* **Work to do**:
Arrange the material below as a JSON list of strings, with each line as its own string and blank lines omitted. Leave the pictures out.

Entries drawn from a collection
--- START ---

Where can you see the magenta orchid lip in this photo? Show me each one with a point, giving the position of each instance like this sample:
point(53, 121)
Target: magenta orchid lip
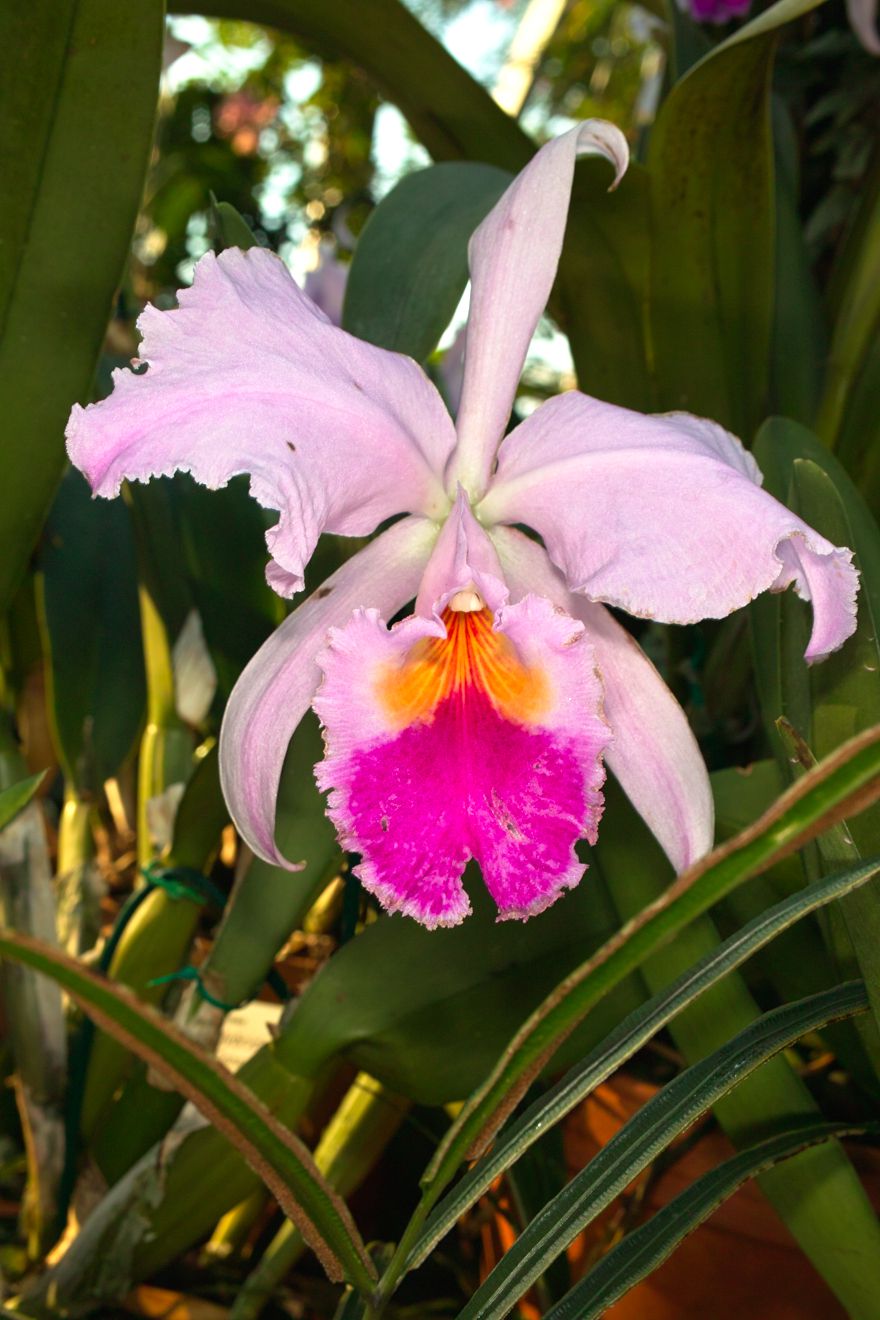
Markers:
point(662, 516)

--- END ---

* **Response to this task**:
[
  "Where can you see the magenta orchid lip in this photo? Show me each one with a point, giving the position of each instance like this sample:",
  "point(53, 121)",
  "Target: magenta orchid lip",
  "Markers:",
  "point(662, 516)"
]